Extract the passage on simvastatin treatment of neuroserpin-expressing HeLa cells and reproduce all of it word for word.

Extract provided:

::::::::

To understand the homeostatic function of enhanced sterol synthesis, we determined the consequences of inhibiting sterol metabolism in HeLa cells that express wild-type and mutant neuroserpin. No effect on neuroserpin levels was detected by western blot or ELISA when wild-type neuroserpin-expressing HeLa cells were treated with 2 and 5 µm simvastatin for 48 h (Fig. 9A). However, treatment with simvastatin resulted in a concentration-dependent accumulation of polymers in cells expressing G392E neuroserpin, as detected by western blot analysis (SDS and non-denaturing PAGE) and ELISA (Fig. 9B). Treatment with simvastatin also increased the level of Δ neuroserpin protein (Fig. 9C). In contrast, inhibition of squalene epoxidase by terbinofine, oxidosqualene-lanosterol cyclase by fumarate (Ro48–8071) and cytochrome P450 3A4 by ketoconazole did not alter the level of wild-type, G392E or Δ neuroserpin within cells (data not shown).

::::::::

Listed entries:
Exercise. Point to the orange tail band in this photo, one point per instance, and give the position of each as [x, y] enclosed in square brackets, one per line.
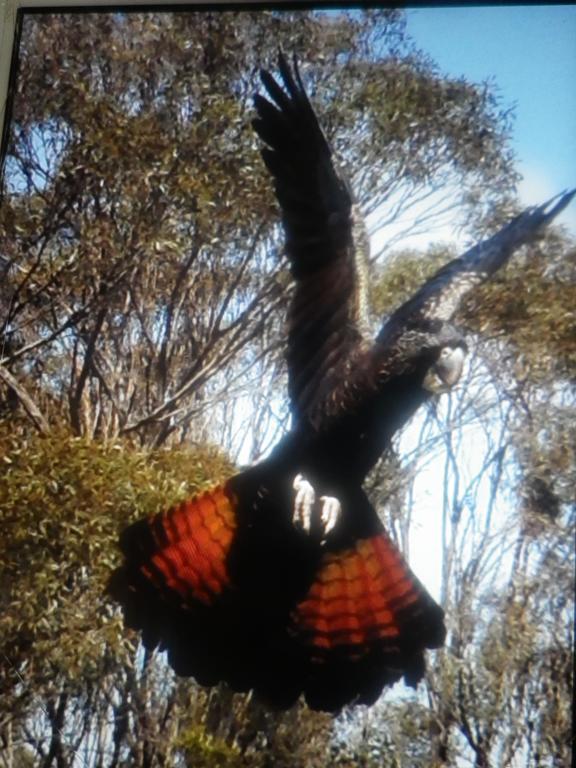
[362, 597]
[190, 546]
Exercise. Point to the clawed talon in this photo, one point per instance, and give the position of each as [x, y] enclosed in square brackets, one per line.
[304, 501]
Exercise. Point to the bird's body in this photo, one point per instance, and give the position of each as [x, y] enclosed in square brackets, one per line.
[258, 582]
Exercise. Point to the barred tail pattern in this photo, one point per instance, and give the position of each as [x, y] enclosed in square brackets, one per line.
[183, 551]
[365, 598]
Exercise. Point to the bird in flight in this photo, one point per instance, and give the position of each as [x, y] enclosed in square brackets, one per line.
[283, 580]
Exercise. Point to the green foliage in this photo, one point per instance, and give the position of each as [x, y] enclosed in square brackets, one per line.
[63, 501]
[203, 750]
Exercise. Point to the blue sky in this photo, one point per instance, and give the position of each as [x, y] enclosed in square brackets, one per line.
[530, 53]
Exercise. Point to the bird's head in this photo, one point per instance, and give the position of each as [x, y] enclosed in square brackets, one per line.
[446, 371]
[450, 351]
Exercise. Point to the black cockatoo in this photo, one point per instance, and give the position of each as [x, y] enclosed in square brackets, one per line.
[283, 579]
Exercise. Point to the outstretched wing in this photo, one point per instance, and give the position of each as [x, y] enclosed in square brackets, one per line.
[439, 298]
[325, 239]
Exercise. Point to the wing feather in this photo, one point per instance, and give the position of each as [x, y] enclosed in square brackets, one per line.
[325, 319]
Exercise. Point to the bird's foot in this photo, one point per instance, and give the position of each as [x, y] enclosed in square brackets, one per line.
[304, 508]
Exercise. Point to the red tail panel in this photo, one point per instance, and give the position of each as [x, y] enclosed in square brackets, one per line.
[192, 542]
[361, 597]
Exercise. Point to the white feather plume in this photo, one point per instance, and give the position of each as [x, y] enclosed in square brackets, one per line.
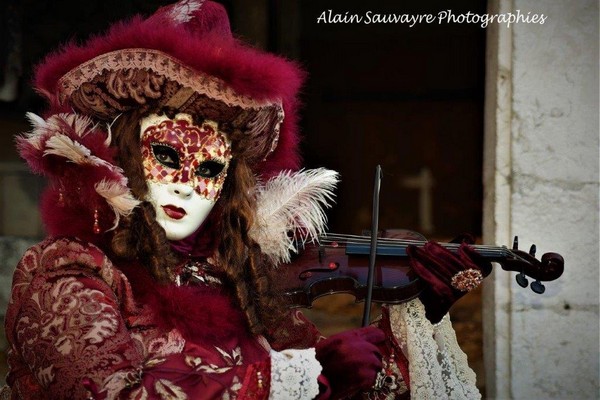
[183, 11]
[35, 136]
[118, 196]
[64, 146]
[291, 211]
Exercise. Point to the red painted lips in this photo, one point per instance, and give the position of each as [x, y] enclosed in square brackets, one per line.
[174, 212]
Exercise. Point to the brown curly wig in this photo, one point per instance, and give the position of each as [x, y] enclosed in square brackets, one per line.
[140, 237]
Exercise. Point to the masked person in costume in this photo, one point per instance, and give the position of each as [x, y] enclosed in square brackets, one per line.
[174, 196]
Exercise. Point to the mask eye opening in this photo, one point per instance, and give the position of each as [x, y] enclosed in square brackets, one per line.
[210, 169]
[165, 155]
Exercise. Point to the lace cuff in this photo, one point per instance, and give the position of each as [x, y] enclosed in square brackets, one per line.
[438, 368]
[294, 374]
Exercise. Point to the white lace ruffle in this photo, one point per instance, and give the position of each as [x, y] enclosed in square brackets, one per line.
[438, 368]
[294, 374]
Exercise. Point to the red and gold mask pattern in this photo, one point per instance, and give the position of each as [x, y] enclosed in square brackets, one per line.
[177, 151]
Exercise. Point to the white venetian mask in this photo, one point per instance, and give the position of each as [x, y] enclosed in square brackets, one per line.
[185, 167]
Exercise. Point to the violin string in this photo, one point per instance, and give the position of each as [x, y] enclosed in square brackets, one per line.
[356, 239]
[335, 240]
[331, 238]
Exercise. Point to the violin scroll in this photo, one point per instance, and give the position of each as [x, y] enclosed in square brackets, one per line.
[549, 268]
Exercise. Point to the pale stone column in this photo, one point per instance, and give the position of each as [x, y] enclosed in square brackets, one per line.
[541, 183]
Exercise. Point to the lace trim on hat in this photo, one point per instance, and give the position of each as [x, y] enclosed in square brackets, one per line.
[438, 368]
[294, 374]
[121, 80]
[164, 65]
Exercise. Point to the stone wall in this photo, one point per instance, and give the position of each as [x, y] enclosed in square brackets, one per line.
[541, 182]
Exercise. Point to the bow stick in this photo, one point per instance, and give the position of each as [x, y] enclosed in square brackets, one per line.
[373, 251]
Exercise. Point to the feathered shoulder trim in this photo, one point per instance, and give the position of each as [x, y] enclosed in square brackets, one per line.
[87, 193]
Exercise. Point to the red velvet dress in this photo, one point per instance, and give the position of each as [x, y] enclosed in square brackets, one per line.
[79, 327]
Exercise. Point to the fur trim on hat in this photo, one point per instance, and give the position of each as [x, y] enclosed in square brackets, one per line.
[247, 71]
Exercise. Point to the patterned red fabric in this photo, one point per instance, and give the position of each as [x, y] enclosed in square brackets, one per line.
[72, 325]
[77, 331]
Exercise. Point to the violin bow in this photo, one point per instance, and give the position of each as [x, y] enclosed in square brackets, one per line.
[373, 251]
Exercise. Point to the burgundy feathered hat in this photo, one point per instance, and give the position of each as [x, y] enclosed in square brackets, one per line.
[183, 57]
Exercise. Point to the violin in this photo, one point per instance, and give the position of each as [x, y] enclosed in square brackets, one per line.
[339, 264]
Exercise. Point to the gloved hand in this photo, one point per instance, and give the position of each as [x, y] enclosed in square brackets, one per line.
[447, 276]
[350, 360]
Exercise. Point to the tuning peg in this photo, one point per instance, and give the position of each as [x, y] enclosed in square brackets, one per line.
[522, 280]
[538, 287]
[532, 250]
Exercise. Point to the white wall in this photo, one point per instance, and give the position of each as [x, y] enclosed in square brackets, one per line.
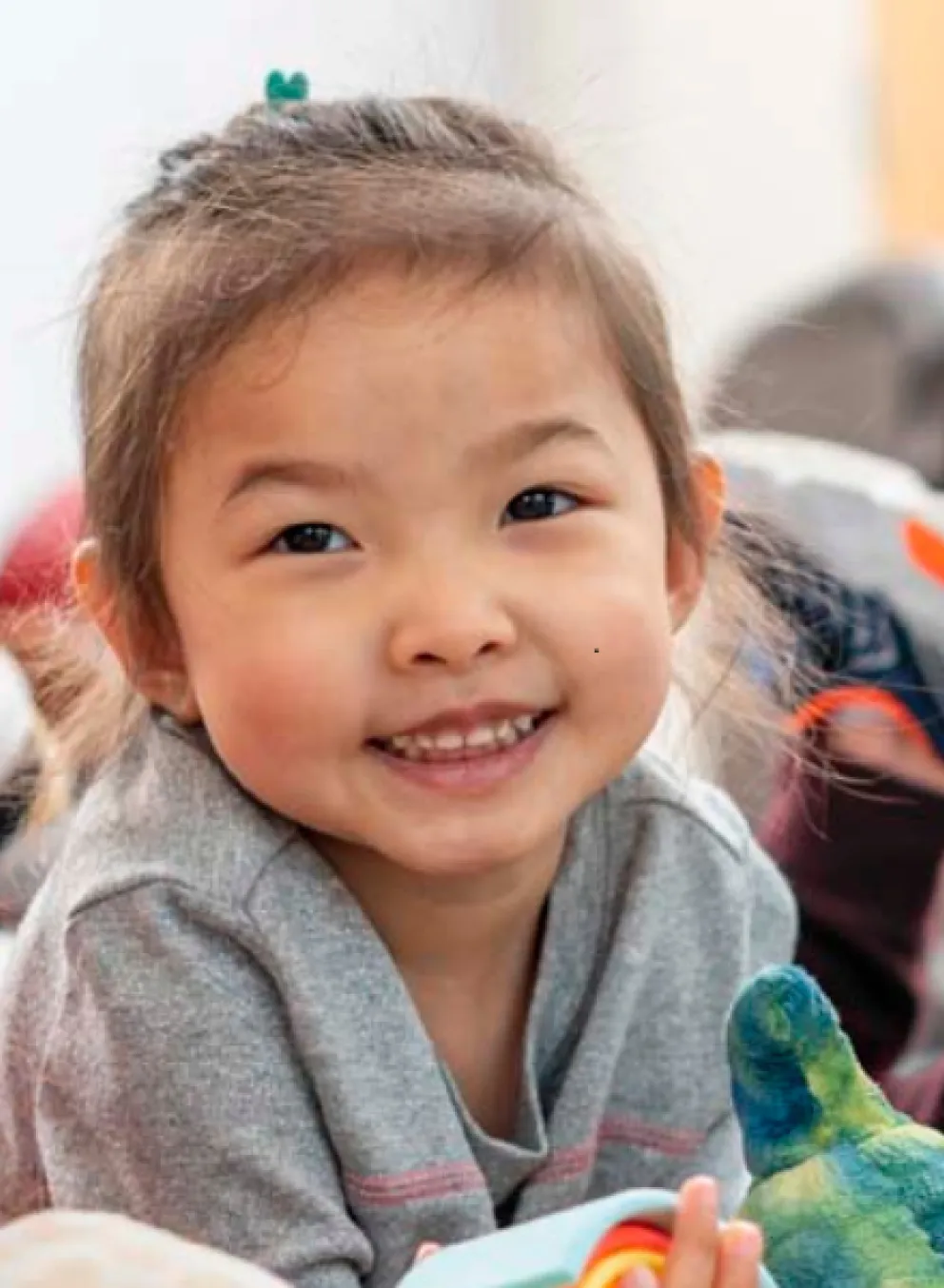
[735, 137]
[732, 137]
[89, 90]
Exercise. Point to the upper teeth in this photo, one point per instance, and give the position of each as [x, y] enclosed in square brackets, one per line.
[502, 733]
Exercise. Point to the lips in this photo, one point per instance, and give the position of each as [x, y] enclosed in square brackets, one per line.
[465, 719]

::::::::

Output below:
To understand the homeostatic function of enhanced sterol synthesis, we determined the consequences of inhibiting sterol metabolism in HeLa cells that express wild-type and mutant neuroserpin. No effect on neuroserpin levels was detected by western blot or ELISA when wild-type neuroserpin-expressing HeLa cells were treated with 2 and 5 µm simvastatin for 48 h (Fig. 9A). However, treatment with simvastatin resulted in a concentration-dependent accumulation of polymers in cells expressing G392E neuroserpin, as detected by western blot analysis (SDS and non-denaturing PAGE) and ELISA (Fig. 9B). Treatment with simvastatin also increased the level of Δ neuroserpin protein (Fig. 9C). In contrast, inhibition of squalene epoxidase by terbinofine, oxidosqualene-lanosterol cyclase by fumarate (Ro48–8071) and cytochrome P450 3A4 by ketoconazole did not alter the level of wild-type, G392E or Δ neuroserpin within cells (data not shown).